**Aim of the exercise**:
Please rewrite the records below as a numbered list with one line per item. Skip any blank lines and leave the pictures out.

**Excerpted data**:
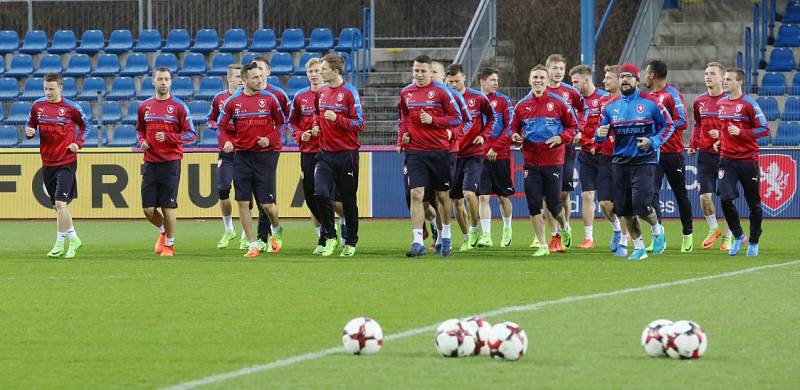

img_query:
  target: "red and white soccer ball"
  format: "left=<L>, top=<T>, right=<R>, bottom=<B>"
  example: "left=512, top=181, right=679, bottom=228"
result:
left=664, top=320, right=708, bottom=359
left=434, top=319, right=477, bottom=357
left=642, top=320, right=672, bottom=357
left=342, top=317, right=383, bottom=355
left=489, top=322, right=528, bottom=360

**Result**:
1. img_query:
2.   target: "red and white soccer ball"
3.   format: "left=<L>, top=<T>, right=<R>, bottom=<B>"
4.   example: "left=512, top=181, right=679, bottom=228"
5. result:
6. left=664, top=320, right=708, bottom=359
7. left=434, top=319, right=477, bottom=357
8. left=642, top=320, right=672, bottom=357
9. left=342, top=317, right=383, bottom=355
10. left=489, top=322, right=528, bottom=360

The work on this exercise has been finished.